УПРАЖНЕНИЯ>
- 1) Что, согласно фрагменту о судьбе в эпосе, говорит епископ Шпейерский прекрасной Уте перед отъездом героев в страну короля Этцеля?
- 2) Продолжите фрагмент о судьбе в эпосе, начав сразу после его последнего предложения.

ФРАГМЕНТ ТЕКСТА>
Судьба определяет, чему происходить и что происходит, и, насколько пластичны сами индивиды, таковы же их успехи и неудачи, их жизнь и смерть. Ибо то, что, собственно творя, раскрывается перед нами, — это великое всеобщее состояние, в котором все действия и судьбы людей являются как нечто отдельное и преходящее. Рок есть великая справедливость, он становится трагическим не в драматическом смысле слова, когда индивид осуждается как личность, но в эпическом смысле, когда индивид осуждается в его делах, и трагическая Немезида заключена в том, что дело в своем величии слишком велико для индивидов. И так настроение печали разлито надо всем, мы видим раннюю гибель самого величественного, еще при жизни скорбит Ахилл о своей смерти, и в конце «Одиссеи» мы встречаем его и Агамемнона как людей былого времени, они— тени с сознанием того, что они — тени. И падает Троя, у домашнего алтаря находит смерть старый Приам, жены и девы становятся рабынями, а Эней по приказу богов отправляется в странствие, чтобы в Лациуме положить начало новому царству, и, лишь испытав великие муки, герои-победители возвращаются на родину, чтобы обрести здесь свой счастливый или горестный конец.
ββ. Однако способы, которыми изображается такая необходимость совершающегося, могут быть весьма различны.
Самый первоначальный и наиболее неразвитый способ — это простое изложение событий, причем поэт, не вводя еще направляющего мира богов, не объясняет конкретно необходимость отдельных происшествий и всеобщего результата замыслом, вмешательством и содействием вечных сил. Однако в таком случае весь тон повествования должен настойчиво вызывать в нас чувство, что, слушая рассказ о происшествиях и величественных жизненных судьбах отдельных индивидов и целых родов, мы имеем дело не с изменчивым и случайным в человеческом существовании, а с такими судьбами, которые основаны в них самих, необходимость же их остается, однако, только темным воздействием некоей силы, которая сама по себе не получает более определенной индивидуализации как божественно властвующая сила и не выводится поэтически в своей деятельности. Таков тон, например, всей «Песни о Нибелунгах», где кровавый исход всех деяний не приписывается ни христианскому провидению, ни миру языческих богов. Ибо в отношении христианства тут речь идет, пожалуй, только о хождении в церковь и о богослужении, да епископ Шпейерский говорит прекрасной Уте, когда герои собираются отправиться в страну короля Этцеля: «Господь да хранит их». Кроме того, здесь есть еще вещие сны, предсказание дунайских русалок Гагену и тому подобные вещи, но нет, собственно, направляющего вмешательства ботов. Это придает всему изложению атакую неподвижность, нераскрытость, какую-то как бы объективную и потому в высшей степени эпическую печаль в полную противоположность поэмам Оссиана, где, с одной стороны, тоже нет никаких богов, а с другой — плач о гибели и закате всего рода героев заявляет о себе как субъективная боль седовласого певца и как сладкая горечь воспоминания о былом.

(Элементы, перечисленные в наборе данных)

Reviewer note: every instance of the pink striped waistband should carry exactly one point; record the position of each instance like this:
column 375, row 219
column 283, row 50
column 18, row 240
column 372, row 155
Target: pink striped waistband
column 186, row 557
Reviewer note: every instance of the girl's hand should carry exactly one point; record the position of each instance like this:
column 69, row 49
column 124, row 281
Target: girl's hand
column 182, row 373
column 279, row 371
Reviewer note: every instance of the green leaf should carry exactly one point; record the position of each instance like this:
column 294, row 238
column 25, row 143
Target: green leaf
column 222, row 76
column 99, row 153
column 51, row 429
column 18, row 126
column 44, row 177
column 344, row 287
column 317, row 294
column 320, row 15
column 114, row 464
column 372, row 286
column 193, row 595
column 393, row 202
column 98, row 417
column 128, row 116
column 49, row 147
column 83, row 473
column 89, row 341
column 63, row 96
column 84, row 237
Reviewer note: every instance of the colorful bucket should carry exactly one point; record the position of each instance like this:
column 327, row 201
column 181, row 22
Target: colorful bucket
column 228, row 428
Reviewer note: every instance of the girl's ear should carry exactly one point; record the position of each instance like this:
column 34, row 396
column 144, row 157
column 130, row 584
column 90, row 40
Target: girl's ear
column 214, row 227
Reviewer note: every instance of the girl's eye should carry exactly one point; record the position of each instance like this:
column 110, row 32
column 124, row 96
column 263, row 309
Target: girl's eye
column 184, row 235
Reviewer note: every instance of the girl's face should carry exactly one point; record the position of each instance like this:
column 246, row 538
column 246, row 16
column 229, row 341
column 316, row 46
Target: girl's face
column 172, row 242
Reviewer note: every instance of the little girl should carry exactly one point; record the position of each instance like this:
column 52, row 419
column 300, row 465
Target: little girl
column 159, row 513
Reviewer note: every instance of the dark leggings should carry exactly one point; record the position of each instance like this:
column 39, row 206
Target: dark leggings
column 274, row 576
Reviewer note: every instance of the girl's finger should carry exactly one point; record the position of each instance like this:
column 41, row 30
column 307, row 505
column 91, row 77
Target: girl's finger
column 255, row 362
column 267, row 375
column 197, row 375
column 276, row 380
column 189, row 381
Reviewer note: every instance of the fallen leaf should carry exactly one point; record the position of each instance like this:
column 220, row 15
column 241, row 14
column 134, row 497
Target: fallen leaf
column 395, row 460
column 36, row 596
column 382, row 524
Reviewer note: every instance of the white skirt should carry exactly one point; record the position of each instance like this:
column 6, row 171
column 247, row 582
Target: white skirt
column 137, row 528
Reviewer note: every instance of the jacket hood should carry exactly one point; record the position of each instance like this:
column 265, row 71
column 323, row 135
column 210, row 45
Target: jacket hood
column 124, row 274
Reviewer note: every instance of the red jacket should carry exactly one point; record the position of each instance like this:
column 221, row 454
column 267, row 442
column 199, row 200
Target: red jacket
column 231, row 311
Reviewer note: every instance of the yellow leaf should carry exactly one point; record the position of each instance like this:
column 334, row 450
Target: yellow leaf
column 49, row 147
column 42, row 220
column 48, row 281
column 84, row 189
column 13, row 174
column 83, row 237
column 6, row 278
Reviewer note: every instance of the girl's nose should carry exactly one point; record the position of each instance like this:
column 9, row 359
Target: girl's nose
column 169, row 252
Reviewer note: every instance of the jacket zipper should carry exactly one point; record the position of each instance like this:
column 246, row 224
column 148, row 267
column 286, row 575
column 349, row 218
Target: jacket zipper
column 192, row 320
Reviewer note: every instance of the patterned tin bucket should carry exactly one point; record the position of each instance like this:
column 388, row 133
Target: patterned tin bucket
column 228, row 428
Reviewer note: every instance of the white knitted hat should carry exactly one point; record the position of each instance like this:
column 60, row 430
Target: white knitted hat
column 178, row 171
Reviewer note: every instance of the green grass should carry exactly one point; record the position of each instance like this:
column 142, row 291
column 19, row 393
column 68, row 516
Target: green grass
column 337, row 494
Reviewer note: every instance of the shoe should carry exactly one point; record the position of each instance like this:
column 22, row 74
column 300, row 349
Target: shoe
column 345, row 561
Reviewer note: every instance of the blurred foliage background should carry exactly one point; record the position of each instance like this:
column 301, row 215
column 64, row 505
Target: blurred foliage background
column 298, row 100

==

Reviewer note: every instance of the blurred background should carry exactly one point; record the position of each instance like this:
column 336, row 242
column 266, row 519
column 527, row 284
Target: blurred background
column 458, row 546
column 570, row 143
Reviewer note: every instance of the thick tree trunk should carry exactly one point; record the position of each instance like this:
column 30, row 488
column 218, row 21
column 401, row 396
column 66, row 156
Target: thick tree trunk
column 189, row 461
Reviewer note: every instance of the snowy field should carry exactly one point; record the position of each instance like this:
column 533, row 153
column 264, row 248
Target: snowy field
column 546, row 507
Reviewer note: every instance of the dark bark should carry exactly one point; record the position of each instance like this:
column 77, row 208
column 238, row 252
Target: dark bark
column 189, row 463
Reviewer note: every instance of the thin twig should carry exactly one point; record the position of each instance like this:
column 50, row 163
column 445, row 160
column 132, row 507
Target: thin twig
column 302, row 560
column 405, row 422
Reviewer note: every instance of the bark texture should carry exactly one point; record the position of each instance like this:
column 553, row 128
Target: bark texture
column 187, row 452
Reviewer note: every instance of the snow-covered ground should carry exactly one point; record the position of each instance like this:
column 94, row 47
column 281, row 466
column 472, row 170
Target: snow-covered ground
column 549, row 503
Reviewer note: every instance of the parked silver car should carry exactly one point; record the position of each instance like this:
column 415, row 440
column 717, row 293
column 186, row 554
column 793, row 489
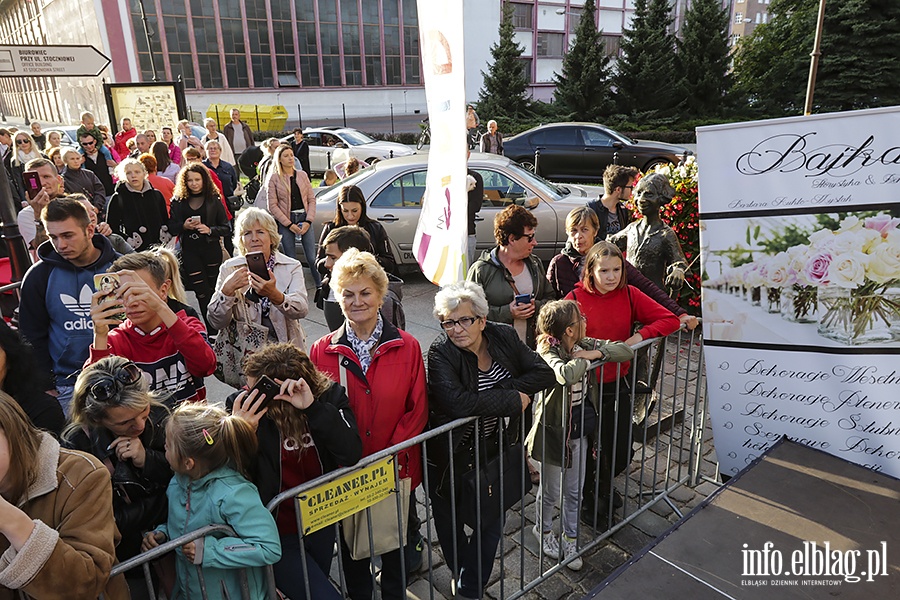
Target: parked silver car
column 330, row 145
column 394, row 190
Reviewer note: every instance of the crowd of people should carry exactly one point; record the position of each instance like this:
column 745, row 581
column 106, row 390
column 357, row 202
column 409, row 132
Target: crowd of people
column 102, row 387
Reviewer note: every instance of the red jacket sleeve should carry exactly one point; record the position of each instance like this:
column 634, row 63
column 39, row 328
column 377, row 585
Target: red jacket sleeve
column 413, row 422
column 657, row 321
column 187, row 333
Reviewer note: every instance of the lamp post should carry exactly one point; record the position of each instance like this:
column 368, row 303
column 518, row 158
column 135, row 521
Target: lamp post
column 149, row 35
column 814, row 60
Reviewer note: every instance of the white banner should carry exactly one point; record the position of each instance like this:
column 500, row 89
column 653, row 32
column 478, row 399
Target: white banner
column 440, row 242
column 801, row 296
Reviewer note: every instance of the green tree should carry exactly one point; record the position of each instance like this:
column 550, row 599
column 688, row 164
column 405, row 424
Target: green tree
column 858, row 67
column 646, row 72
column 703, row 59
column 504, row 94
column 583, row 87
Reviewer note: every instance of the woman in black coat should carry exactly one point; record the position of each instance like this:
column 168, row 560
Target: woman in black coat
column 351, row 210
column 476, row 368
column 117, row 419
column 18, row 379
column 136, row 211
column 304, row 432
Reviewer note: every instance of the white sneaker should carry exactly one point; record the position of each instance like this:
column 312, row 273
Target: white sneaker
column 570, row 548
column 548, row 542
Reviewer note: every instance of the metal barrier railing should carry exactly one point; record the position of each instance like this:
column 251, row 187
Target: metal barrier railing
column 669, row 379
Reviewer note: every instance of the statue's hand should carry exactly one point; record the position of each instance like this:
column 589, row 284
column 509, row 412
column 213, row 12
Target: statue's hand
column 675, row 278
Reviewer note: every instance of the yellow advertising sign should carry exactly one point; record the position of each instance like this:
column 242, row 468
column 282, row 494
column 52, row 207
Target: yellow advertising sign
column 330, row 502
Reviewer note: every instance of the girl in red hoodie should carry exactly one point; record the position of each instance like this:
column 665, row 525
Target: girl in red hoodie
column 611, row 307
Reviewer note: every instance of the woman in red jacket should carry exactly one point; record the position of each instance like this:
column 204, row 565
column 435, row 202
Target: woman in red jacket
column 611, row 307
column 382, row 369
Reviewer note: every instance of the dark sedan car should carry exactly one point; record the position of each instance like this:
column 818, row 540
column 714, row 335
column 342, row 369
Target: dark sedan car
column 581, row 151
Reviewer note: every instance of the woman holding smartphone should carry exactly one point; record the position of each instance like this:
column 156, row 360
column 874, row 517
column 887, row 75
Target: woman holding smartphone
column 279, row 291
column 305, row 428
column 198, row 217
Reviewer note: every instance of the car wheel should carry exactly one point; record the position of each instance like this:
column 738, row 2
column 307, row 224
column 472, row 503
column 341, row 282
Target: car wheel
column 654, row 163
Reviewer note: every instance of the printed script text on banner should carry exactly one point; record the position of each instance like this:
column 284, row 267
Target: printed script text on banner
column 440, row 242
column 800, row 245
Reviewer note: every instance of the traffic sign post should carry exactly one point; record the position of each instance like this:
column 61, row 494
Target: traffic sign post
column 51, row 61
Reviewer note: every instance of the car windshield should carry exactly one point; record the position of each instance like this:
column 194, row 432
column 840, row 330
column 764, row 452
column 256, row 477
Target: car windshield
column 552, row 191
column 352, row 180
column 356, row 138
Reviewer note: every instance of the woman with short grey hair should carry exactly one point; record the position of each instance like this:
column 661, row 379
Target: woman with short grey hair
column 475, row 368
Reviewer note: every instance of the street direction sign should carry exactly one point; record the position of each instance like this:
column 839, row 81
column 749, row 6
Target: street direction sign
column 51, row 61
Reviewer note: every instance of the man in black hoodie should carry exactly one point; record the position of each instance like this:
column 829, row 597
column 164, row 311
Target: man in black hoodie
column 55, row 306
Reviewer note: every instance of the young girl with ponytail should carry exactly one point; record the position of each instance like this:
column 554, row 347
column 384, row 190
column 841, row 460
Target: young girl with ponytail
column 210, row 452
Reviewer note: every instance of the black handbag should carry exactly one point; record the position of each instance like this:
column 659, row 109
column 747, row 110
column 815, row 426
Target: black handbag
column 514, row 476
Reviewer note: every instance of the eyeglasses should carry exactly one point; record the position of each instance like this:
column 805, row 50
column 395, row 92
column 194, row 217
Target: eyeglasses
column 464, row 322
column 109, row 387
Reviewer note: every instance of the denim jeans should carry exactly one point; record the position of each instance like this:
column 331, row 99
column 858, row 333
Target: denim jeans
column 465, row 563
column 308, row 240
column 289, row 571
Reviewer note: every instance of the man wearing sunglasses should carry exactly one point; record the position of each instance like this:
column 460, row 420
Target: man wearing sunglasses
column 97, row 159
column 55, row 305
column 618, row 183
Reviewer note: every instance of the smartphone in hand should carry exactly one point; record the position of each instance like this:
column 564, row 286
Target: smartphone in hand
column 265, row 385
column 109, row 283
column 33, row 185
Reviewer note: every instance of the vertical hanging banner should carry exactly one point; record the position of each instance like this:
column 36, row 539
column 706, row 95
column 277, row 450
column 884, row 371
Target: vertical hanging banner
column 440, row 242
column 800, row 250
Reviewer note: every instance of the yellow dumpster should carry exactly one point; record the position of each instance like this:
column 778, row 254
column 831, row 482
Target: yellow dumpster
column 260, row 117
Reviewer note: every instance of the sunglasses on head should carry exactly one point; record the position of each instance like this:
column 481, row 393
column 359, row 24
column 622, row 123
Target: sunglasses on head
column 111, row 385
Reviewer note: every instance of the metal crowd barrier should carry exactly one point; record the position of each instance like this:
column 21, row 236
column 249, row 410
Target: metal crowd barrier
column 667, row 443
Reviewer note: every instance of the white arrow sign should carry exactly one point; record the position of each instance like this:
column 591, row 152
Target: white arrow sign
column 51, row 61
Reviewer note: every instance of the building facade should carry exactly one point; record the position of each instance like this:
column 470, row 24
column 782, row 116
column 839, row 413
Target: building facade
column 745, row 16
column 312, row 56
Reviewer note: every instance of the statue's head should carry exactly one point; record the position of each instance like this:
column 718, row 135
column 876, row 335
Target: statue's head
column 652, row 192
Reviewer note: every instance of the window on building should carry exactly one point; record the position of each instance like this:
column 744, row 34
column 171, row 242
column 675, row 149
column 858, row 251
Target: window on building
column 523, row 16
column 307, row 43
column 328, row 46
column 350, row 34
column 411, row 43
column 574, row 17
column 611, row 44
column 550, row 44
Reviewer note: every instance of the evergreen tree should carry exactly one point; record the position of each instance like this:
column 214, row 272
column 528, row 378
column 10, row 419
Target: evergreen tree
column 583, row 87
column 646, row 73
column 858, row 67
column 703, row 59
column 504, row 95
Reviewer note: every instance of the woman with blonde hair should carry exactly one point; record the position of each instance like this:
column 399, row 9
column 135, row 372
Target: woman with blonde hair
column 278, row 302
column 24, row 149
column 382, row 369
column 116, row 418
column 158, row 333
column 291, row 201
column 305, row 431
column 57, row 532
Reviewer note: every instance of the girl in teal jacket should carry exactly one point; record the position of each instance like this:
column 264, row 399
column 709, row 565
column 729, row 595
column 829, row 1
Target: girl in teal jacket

ОТВЕТЫ К ЗАДАНИЯМ>
- 1) «Господь да хранит их».

- 2)
Существенно отличается от этого способа восприятия мира тот, который мы находим в великих индийских эпопеях, далее, у Гомера, Вергилия и т. д. Здесь все человеческие судьбы и явления природы полностью переплетаются с промыслом, волей и действованием многоликого мира богов. Я уже прежде обращал внимание и пытался наглядно показать на примерах из «Илиады» и «Одиссеи» (см. т. II, стр. 190), как сам поэт многообразно поэтически истолковывает, казалось бы, даже случайные происшествия содействием и появлением богов. Здесь особенную значимость приобретает требование, чтобы в действиях богов и людей было сохранено поэтическое отношение взаимной самостоятельности, так, чтобы боги не стали безжизненными абстракциями, а люди — просто послушными исполнителями приказов. Как избежать этой опасности, я тоже более подробно уже указал выше (см. т. I, стр. 233—244). Индийский эпос не мог пробиться в этом отношении к собственно идеальному отношению между богами и людьми, поскольку на этой ступени символической фантазии человеческая сторона в ее свободной прекрасной действительности остается еще оттесненной на второй план и индивидуальная деятельность людей или выступает как воплощение богов, или вообще исчезает как нечто малозначительное, или же описывается как возвышение в аскезе до состояния и могущества богов.
Напротив, в христианстве особенные персонифицируемые силы, страсти, гении людей, ангелы и т. д. по большей части отличаются недостаточно индивидуальной самостоятельностью и потому легко обращаются во что-то холодное и абстрактное. Подобное происходит и в магометанстве. Когда же из природы и мира людей исчезает божественное начало, когда осознается прозаический порядок вещей, то в рамках такого миросозерцания, особенно если оно переходит к сказочному элементу, труднее избежать опасности, заключающейся в том, что вещам самим по себе случайным и безразличным, во внешних обстоятельствах, служащих только поводом для человеческих действий, для проявления и развития индивидуального характера, будет даваться чудесное истолкование без всякой внутренней опоры и основы. Правда, тем самым прерывается уходящая в бесконечность связь причин и следствий и многие звенья этой прозаической цепи обстоятельств, из которых не все могут быть представлены ясно, сразу же схватываются в целом, но если это произойдет без необходимости и внутренней разумности, то такой способ объяснения на деле окажется, как это часто бывает в рассказах из «Тысячи и одной ночи», простой игрой фантазии, мотивирующей своими вымыслами все немыслимое как возможное и действительно происшедшее.
И в этом отношении греческая поэзия способна занять прекраснейшую середину, поскольку и богам своим, и героям, и людям в согласии со всем своим миросозерцанием она может придать силу и независимость самостоятельных индивидуальностей, которые при этом не мешают друг другу.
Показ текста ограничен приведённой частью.